** DATA EXTRACT **
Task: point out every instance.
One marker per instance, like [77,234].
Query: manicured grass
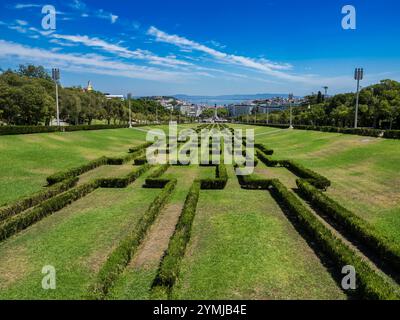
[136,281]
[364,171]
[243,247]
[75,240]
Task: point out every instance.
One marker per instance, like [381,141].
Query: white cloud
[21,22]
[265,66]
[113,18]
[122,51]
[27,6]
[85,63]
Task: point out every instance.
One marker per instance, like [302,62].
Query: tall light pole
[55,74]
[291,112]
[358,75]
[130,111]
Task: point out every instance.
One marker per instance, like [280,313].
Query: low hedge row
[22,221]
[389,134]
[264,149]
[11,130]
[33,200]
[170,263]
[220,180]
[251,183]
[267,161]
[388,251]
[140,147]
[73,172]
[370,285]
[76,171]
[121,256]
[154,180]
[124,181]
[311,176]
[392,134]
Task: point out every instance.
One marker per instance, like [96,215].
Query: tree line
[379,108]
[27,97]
--
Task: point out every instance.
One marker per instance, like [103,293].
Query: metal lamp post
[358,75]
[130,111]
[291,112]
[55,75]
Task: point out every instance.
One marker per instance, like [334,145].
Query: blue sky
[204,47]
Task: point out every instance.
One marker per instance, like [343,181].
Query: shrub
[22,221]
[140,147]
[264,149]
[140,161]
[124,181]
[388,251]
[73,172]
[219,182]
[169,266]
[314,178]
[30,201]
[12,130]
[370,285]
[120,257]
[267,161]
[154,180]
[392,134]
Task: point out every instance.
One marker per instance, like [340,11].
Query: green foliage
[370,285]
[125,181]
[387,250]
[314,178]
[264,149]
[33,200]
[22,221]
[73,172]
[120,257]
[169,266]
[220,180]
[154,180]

** WHAT IS EXPECTED **
Please repeat, exactly as written, the lines in the records above, starting with the one that has "One marker per instance, like [77,234]." and going on through the one that has "One marker per instance, like [302,62].". Pictures are to be left out.

** EXERCISE RESULT **
One marker per instance, like [77,234].
Query: manicured grass
[136,281]
[364,171]
[243,247]
[75,240]
Task: point out every instance.
One marker per instance, like [381,141].
Query: white cloud
[21,22]
[265,66]
[113,18]
[122,51]
[27,6]
[85,63]
Task: point out every instance.
One marker per instance, like [302,62].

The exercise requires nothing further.